DEBATES
En Europa, que las musulmanas lleven velo en los lugares públicos ha desatado discusiones en torno de la integración, la identidad y los derechos civiles de las mujeres. Sus detractoras leen en el hijab una cultura de restricción y dominación, lo que ha llevado a que Francia, por ejemplo, prohíba su uso en las escuelas. Desde la vereda de enfrente, hay quienes lo usan para demostrar rebeldía y exigir respeto a su identidad. Aquí, un pantallazo de la discusión en Londres y una entrevista con Marjane Satrapi, la iraní radicada en París cuyo film Persépolis (llega en estos días a las pantallas porteñas) narra la vida de una adolescente en Teherán y, de paso, tira abajo un par de prejuicios.
Cuando Shaista camina por las calles de Londres, los hombres –y las mujeres– se dan vuelta para mirarla. Pero Shaista no lleva una mini infartante o una remera minúscula. Esta joven de sonrisa amplia y paso decidido es una musulmana que desde hace sólo unos pocos años comenzó a usar el hijab, uno de los típicos velos musulmanes. Shaista no es parte de un grupo extremista o de una familia ultrarreligiosa, sino un ejemplo de una tendencia creciente que habla de las realidades que hoy hacen que Occidente busque convivir con el Islam –y entender el significado de la religión que más adeptos tiene alrededor del mundo–. En ciudades como Londres –hogar de más de un millón de musulmanes–, el orgullo secular generalizado hoy enfrenta una creciente ola de jóvenes profesionales que, tal como Shaista, creen que taparse es una nueva forma de rebeldía.

> [Tareas]
[A] Enumera todas las ciudades que se mencionan por su nombre en el texto sobre el velo islámico.
[B] Cambia "hijab" por "pañuelo" en el fragmento del texto sobre el velo islámico que comienza en "Cuando Shaista camina" y termina en "forma de rebeldía.", y escríbelo de nuevo.

> [Líneas aportadas]
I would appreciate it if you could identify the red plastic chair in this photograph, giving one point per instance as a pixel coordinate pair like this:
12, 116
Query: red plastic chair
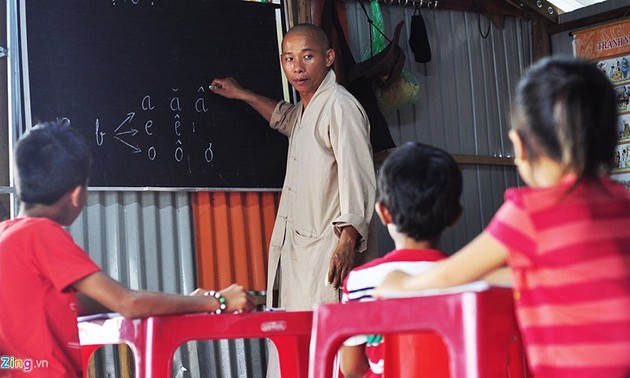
154, 340
97, 333
289, 331
478, 328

> [Lista de respuestas]
[A] Londres, París, Teherán

[B]
Cuando Shaista camina por las calles de Londres, los hombres –y las mujeres– se dan vuelta para mirarla. Pero Shaista no lleva una mini infartante o una remera minúscula. Esta joven de sonrisa amplia y paso decidido es una musulmana que desde hace sólo unos pocos años comenzó a usar el pañuelo, uno de los típicos velos musulmanes. Shaista no es parte de un grupo extremista o de una familia ultrarreligiosa, sino un ejemplo de una tendencia creciente que habla de las realidades que hoy hacen que Occidente busque convivir con el Islam –y entender el significado de la religión que más adeptos tiene alrededor del mundo–. En ciudades como Londres –hogar de más de un millón de musulmanes–, el orgullo secular generalizado hoy enfrenta una creciente ola de jóvenes profesionales que, tal como Shaista, creen que taparse es una nueva forma de rebeldía.